* _Exercise description_
Below are some records; output exactly the lines from the line with "Query: red banner" to the line with "window, one point per instance.", both ends kept, and nothing more.

* _Given records_
____________________
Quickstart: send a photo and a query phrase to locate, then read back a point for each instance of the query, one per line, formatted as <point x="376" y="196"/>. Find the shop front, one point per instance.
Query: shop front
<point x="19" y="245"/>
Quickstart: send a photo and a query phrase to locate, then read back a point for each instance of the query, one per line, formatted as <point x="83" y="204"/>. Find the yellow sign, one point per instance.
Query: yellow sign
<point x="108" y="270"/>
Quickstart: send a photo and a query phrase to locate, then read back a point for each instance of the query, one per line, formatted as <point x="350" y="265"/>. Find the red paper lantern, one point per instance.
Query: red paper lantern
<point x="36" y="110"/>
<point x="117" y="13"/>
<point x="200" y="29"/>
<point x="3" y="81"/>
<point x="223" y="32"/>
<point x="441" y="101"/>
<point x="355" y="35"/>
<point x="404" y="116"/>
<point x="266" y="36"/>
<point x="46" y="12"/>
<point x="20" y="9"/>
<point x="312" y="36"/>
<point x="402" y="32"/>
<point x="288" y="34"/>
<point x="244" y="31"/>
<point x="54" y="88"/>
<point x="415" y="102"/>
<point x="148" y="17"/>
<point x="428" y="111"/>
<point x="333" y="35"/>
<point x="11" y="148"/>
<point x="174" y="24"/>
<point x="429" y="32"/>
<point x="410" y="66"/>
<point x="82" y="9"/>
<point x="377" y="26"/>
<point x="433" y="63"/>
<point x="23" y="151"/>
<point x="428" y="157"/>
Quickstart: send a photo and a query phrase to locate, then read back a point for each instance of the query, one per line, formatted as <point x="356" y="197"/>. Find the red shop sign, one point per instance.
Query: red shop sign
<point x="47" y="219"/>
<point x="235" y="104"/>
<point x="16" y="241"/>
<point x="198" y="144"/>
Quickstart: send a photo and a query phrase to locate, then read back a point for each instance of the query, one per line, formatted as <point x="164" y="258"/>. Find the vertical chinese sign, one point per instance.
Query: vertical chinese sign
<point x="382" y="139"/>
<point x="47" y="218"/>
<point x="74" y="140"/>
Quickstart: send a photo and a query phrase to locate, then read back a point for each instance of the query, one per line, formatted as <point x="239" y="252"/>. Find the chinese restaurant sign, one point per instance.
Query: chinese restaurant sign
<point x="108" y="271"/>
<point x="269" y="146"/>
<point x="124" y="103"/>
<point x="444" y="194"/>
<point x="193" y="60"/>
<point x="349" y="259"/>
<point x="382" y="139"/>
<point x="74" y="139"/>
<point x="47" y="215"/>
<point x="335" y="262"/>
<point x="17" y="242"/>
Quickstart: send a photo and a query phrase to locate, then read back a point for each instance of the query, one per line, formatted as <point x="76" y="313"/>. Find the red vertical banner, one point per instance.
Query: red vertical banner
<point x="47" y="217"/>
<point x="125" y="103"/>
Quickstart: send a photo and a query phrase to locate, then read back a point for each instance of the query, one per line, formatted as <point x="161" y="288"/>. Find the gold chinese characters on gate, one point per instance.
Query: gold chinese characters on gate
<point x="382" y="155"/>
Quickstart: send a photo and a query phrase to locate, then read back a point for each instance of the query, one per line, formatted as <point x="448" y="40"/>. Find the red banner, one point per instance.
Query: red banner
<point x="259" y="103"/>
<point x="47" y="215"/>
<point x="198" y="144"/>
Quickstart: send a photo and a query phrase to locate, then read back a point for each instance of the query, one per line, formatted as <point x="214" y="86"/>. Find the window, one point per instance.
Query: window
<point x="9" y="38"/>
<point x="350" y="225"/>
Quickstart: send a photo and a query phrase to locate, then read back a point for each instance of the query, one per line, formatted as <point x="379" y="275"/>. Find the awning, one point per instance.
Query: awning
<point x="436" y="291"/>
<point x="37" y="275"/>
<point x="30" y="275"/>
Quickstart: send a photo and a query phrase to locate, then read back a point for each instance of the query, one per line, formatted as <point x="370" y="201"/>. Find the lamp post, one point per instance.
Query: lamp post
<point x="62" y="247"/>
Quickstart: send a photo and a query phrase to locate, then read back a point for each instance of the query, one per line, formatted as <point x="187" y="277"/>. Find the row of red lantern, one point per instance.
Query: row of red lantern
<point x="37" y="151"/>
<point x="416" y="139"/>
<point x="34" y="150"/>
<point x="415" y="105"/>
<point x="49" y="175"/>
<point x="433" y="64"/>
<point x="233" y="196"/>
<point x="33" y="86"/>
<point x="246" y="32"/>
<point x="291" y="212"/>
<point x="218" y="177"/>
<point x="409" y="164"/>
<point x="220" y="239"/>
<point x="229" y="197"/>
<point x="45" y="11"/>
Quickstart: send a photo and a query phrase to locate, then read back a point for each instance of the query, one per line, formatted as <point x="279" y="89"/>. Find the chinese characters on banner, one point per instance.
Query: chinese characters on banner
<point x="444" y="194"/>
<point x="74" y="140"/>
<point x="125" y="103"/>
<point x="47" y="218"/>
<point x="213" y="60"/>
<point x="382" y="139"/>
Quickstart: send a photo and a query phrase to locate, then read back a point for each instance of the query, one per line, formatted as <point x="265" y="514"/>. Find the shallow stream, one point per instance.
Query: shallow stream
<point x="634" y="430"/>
____________________
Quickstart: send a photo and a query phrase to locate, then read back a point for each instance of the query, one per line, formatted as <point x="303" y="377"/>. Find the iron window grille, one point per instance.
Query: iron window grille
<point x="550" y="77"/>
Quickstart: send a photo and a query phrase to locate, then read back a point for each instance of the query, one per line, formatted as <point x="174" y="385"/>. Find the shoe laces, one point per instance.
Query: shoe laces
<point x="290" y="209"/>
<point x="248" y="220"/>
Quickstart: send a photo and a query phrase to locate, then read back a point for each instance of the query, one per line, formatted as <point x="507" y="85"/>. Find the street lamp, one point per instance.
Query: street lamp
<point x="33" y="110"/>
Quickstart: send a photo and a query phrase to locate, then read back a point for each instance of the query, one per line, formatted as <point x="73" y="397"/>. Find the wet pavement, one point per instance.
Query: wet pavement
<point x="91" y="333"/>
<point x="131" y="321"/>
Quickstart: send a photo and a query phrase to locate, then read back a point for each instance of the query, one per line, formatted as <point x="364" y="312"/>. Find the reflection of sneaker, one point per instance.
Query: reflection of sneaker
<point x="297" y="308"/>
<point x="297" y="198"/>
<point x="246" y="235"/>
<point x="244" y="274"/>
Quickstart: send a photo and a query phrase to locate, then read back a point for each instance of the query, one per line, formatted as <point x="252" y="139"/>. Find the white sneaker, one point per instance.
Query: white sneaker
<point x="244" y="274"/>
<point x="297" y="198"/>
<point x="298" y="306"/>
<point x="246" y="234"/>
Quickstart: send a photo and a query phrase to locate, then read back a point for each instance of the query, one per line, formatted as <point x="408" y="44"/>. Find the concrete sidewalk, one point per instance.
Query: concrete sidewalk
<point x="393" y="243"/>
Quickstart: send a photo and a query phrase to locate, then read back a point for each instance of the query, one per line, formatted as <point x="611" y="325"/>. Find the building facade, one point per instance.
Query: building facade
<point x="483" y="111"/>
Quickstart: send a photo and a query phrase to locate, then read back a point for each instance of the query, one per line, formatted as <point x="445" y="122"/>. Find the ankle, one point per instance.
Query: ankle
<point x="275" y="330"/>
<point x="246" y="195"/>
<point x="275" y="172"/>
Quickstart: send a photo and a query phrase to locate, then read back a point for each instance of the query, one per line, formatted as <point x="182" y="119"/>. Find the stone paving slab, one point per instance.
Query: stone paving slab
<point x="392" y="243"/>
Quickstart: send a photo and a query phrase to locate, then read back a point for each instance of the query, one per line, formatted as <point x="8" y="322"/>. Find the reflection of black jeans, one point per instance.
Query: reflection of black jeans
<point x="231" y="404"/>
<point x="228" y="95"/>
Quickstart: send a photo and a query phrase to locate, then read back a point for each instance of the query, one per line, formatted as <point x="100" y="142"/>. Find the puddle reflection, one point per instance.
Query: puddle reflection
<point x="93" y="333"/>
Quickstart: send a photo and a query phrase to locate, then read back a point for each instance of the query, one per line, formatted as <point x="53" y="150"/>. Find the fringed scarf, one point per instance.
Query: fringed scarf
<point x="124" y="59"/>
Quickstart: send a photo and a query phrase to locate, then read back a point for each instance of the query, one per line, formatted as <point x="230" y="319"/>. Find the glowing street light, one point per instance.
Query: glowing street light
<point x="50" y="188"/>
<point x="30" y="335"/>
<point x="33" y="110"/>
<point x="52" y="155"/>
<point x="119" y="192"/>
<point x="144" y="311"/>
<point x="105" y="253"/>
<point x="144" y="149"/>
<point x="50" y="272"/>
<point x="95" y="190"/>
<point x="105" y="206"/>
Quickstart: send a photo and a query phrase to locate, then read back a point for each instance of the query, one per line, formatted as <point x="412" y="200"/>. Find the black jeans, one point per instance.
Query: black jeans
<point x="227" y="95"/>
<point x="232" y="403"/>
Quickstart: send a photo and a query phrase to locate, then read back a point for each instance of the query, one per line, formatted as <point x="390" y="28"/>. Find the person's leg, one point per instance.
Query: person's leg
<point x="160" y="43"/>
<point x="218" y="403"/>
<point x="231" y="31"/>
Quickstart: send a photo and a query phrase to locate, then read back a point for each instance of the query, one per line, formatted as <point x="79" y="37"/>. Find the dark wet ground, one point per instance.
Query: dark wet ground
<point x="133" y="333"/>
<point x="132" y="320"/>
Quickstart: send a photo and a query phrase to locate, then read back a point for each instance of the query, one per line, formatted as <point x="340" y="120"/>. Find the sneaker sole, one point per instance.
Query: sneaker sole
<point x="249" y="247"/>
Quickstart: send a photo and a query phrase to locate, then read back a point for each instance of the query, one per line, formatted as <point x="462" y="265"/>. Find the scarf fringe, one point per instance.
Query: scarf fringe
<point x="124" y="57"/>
____________________
* _Task answer_
Query: red banner
<point x="259" y="103"/>
<point x="47" y="215"/>
<point x="198" y="144"/>
Quickstart: send a photo and a query phrase to locate, then read back a point for each instance of the query, one per line, formatted as <point x="214" y="86"/>. Find the window, one point per instance.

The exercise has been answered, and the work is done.